Set exercise a
Please state how many lines of the records contain the string "waterfall". Give the number alone.

*** Source passage ***

# New Diorama Forum



## hankster

I have gotten a few emails over the past couple weeks asking me about info on making dioramas. Since I wasn't able to answer the questions I figured that some of our members would be willing to share their ideas, latest projects and tips. 

So we've created this forum to try and keep the info for this specialized niche of modeling in one place.


----------



## John P

GREAT idea!


----------



## beck

i second that opinion . this is cool .
hb


----------



## MonsterModelMan

This will be a great addition to our modeling community. Thanks Hank!

MMM


----------



## roadrner

Enjoying the heck out of the new forum. Thanks Hank! :thumbsup: rr


----------



## xsavoie

*Dioramas.*

If dioramas don't make the kits per say,they will at least enhance the kits greatly most of the time.In a sense,they are about as important as the kit subject itself.So keep on building those dioramas folks.


----------



## Lloyd Collins

What is a diorama? Does it involve dinosaurs? :jest:


----------



## bert model maker

diorama ideas will be an important forum, what better way to display our work.


----------



## POCKETWOCKET

"what's a diorama ?" _Ralph Wiggum_


----------



## bert model maker

a display that tells a story of of the model and pehaps captures a scene where the model was featured in a movie etc.

*** Records to use ***

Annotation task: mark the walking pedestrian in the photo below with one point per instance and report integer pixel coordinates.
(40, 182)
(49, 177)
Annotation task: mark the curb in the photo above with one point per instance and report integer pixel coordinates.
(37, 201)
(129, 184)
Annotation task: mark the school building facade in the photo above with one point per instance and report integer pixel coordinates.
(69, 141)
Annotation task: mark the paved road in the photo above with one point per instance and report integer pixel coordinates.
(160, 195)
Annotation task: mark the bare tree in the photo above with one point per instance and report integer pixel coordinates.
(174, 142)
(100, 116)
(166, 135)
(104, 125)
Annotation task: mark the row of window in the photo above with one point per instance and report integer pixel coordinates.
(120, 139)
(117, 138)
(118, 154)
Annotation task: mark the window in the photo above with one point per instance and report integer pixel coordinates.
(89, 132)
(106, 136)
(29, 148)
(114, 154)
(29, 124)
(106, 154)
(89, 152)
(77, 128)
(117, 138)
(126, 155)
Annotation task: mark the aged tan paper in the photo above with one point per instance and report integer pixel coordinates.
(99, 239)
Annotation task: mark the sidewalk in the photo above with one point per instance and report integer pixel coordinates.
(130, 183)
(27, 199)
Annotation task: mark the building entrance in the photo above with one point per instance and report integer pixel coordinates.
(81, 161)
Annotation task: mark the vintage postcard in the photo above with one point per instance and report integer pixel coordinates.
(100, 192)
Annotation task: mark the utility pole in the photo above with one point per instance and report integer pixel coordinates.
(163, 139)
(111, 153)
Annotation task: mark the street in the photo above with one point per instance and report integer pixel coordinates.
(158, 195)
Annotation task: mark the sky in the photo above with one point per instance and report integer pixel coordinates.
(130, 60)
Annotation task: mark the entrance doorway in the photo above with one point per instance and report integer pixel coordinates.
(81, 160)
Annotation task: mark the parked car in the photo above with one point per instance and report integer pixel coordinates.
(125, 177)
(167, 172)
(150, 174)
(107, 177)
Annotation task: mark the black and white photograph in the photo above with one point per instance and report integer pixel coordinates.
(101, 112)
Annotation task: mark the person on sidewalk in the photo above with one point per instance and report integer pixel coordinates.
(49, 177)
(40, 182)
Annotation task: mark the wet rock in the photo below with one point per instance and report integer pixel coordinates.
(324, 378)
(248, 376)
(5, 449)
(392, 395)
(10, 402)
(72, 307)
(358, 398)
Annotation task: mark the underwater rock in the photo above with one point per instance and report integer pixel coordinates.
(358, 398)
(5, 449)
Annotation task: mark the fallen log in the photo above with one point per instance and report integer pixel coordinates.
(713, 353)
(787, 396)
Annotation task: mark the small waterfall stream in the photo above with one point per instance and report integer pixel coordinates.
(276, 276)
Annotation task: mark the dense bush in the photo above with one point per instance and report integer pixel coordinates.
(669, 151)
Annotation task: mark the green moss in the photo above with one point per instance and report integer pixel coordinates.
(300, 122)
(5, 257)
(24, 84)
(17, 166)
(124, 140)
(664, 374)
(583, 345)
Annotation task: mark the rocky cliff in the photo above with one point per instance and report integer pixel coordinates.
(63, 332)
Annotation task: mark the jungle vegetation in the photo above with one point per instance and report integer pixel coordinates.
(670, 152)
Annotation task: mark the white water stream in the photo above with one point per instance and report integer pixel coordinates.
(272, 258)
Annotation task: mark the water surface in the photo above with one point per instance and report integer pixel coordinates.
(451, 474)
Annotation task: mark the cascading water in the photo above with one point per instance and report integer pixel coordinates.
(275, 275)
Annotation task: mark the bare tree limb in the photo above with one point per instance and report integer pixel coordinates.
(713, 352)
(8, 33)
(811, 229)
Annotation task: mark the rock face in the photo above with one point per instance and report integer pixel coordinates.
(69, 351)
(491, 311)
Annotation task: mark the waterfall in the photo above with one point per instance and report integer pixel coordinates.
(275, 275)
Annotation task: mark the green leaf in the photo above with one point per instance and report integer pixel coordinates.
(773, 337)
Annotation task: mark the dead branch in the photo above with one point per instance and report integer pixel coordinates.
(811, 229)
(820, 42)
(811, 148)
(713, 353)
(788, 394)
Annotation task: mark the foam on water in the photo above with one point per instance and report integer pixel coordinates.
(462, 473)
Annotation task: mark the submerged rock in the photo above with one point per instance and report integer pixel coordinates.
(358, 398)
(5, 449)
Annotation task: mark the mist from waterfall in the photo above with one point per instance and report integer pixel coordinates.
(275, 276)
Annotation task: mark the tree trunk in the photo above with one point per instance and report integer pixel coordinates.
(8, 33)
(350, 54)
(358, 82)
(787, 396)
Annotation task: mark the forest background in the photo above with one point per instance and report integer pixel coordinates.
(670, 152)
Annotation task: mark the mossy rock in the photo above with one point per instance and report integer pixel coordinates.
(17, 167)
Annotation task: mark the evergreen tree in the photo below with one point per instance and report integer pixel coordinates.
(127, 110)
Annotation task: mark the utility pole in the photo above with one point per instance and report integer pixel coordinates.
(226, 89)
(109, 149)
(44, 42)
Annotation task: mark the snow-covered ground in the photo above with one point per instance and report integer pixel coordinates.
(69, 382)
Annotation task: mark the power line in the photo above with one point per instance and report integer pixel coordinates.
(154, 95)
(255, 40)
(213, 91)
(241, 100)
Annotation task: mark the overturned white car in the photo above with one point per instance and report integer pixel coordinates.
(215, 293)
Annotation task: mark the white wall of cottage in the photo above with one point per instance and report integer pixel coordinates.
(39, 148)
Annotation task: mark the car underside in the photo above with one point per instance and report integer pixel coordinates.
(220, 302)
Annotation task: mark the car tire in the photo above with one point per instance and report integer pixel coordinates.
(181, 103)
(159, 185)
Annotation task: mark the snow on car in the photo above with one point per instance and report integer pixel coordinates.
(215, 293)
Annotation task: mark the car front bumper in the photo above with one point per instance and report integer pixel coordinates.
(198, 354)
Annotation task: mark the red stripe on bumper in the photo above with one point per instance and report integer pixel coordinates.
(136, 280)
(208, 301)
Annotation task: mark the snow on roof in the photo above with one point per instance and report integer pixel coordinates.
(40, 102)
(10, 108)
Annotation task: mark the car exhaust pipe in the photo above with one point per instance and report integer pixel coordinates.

***

Set exercise b
Answer these questions from the diorama forum thread, one per line:
(i) What had hankster been getting emails about over the past couple of weeks?
(ii) Who is credited with the line "what's a diorama ?" in POCKETWOCKET's post?
(iii) In bert model maker's second post, what kind of scene might a diorama capture?

Correct result a
3

Correct result b
(i) Info on making dioramas
(ii) Ralph Wiggum
(iii) A scene where the model was featured in a movie